Transcribe the records that follow exactly. Skip the pictures.

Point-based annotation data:
..............................

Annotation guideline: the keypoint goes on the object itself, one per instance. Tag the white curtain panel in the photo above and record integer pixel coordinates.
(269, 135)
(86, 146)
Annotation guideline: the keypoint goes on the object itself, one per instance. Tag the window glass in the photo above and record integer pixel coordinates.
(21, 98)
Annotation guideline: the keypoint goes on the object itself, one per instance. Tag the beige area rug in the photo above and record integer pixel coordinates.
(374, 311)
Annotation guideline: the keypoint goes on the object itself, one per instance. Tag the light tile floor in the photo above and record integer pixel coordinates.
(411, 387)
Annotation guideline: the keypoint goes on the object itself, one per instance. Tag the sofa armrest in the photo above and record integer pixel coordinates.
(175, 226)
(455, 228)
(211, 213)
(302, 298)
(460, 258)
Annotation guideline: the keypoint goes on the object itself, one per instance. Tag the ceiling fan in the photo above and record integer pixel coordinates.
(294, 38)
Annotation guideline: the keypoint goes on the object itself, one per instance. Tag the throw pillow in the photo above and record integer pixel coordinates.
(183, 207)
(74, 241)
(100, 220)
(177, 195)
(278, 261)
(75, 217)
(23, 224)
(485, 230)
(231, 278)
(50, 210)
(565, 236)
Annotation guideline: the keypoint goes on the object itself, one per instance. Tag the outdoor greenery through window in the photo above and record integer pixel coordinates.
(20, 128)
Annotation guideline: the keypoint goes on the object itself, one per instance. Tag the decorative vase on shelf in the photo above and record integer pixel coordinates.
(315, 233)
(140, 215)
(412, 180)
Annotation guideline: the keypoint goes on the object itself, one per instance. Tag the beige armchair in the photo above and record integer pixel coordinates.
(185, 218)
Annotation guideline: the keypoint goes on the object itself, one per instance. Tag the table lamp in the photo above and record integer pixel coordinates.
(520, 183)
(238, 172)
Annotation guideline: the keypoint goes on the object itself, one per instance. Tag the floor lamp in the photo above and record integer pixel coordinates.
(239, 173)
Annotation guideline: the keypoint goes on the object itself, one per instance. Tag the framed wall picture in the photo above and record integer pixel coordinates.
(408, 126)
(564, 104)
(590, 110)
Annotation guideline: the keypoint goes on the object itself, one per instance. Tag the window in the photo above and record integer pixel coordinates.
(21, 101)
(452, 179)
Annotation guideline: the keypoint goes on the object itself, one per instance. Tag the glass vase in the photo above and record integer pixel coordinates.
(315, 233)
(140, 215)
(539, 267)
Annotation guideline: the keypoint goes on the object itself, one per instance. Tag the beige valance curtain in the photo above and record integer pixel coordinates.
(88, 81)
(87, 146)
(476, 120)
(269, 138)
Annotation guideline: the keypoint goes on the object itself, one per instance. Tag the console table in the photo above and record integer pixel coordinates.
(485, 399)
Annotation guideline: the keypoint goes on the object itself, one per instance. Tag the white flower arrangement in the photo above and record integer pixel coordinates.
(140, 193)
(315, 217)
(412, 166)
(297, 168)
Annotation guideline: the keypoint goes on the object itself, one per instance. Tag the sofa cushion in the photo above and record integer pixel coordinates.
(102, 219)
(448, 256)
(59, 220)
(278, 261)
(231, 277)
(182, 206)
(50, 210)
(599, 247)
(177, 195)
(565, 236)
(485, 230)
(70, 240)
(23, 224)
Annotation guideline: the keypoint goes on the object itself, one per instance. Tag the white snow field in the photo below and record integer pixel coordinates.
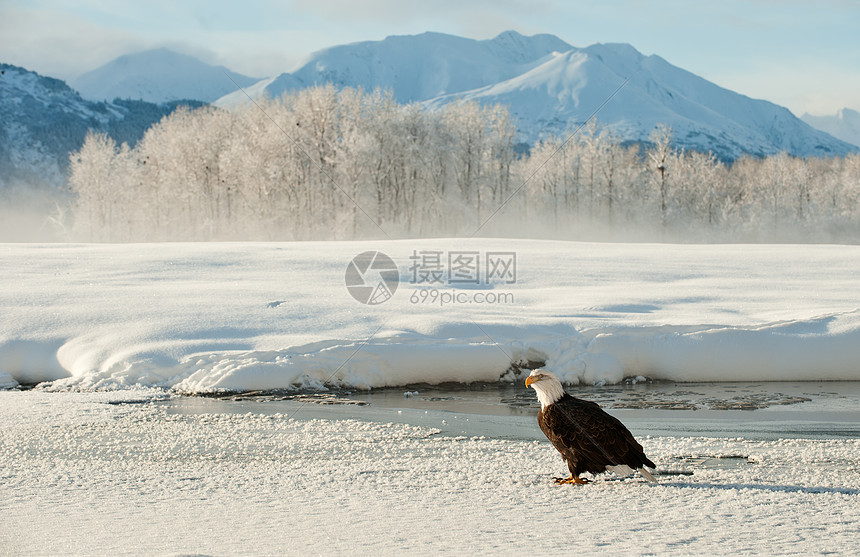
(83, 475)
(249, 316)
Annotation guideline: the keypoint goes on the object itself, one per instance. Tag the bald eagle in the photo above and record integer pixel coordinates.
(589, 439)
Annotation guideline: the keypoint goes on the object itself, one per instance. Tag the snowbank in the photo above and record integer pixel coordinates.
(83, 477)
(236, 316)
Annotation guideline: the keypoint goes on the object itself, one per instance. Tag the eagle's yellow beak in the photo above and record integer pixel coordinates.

..............................

Answer for the task:
Annotation guideline: the keypoint goes on the object itself, one per instance. Tag the white curtain panel in the photo above and record integer pixel coordinates.
(269, 135)
(86, 146)
Annotation guideline: the keypoint goes on the object itself, one per instance. Tag the window glass in the photo above and record integer pixel coordinates.
(21, 98)
Annotation guideline: the keypoint goes on the object itself, one per instance. Tag the beige area rug in the photo above and record integer pixel coordinates.
(374, 311)
Annotation guideline: the keypoint goes on the object itself, one per instance. Tag the light tile floor in the photo above and record integer pixel coordinates.
(411, 387)
Annotation guideline: the keypoint goes on the object itself, one per instance. Tag the sofa armrest in the photo above and record integer pixel coordinates.
(175, 226)
(455, 228)
(211, 213)
(302, 298)
(460, 258)
Annotation guideline: the keypoint goes on the object itself, one per instance. Tag the ceiling fan in the photo above and record integer pixel coordinates.
(294, 38)
Annotation guideline: the keypoint goes on the object itself, one per instance. Tag the throw pillow in the photo above and record integer pixel coordinates.
(183, 207)
(74, 241)
(100, 220)
(177, 195)
(278, 261)
(75, 217)
(23, 224)
(485, 230)
(231, 278)
(50, 210)
(565, 236)
Annotation guideline: the keypoint goes on the object itself, one per instance. Tag the outdoor greenery through window in the photo above and record integer pixel coordinates.
(20, 128)
Annotation guideline: the keypoint goes on the object itself, one per instance. Tag the decorative vase on shelf in the photo above and record integer pixel coordinates.
(315, 233)
(140, 215)
(412, 180)
Annotation guideline: the keypoint goes on the object itself, one per instance. Tag the beige armchair in the photo above and record integer pixel coordinates.
(185, 218)
Annotation guideline: the keypoint goes on the object itself, one per instance. Tag the table lamp in the photo above and record integer pixel coordinates.
(520, 183)
(238, 172)
Annotation guideline: the keypoint goes on the object itself, one per instance. Tag the floor lamp in the photo above and record integer pixel coordinates.
(239, 173)
Annotation guideline: the keypoint goes on the object itself, one per instance. Tag the framed wall picture in the photo above and record integer pixel coordinates.
(408, 126)
(564, 104)
(590, 110)
Annotation guideline: the keypoint goes on the object itself, one per instance. Tag the window in the photo above and record integer pixel coordinates.
(21, 101)
(452, 179)
Annotation guideline: the keypoint goes on the object itself, one per instance. Tag the glass vase in the photo above and record integer pixel coordinates.
(315, 233)
(140, 215)
(539, 267)
Annotation guideline: the keypoint goes on the object itself, one per instance. Tag the beige valance curtain in the photo above and record integer pixel coordinates.
(88, 81)
(87, 146)
(476, 120)
(269, 138)
Annotation guideline: the keypoint goes on the object itself, one per instance. Tag the console table in the photo above and record integer pixel coordinates.
(485, 399)
Annotation guideline: the keypoint goes on the object itself, one per instance. Tag the white flower arrangement in the photo above and record integer pixel coordinates.
(140, 193)
(315, 217)
(412, 166)
(297, 168)
Annotation guideline: the keypoint goes on the object itself, one per instance. Tag the sofa cushion in the photo above and record integer pixel coordinates.
(102, 219)
(448, 256)
(59, 220)
(278, 261)
(231, 277)
(182, 206)
(50, 210)
(599, 247)
(177, 195)
(565, 236)
(485, 230)
(70, 240)
(23, 224)
Annotation guideline: the keypoint goes on the object itself, one per instance. Tag the white snow field in the photo below and record integer pixel coordinates.
(83, 475)
(249, 316)
Annotation guideline: the keypoint goes on the object itself, one per instance. Tag the bald eagle in the photo above and record integer pixel coordinates.
(589, 439)
Annotation guideline: the keypoint goes on the object itself, one per instance. Tag the snowbank in the photo above and record integer pixel coordinates.
(83, 477)
(236, 316)
Annotation guideline: the keypoint goes on the object itself, one per instance. Tag the eagle's yellow beak in the photo above and record integer pixel coordinates.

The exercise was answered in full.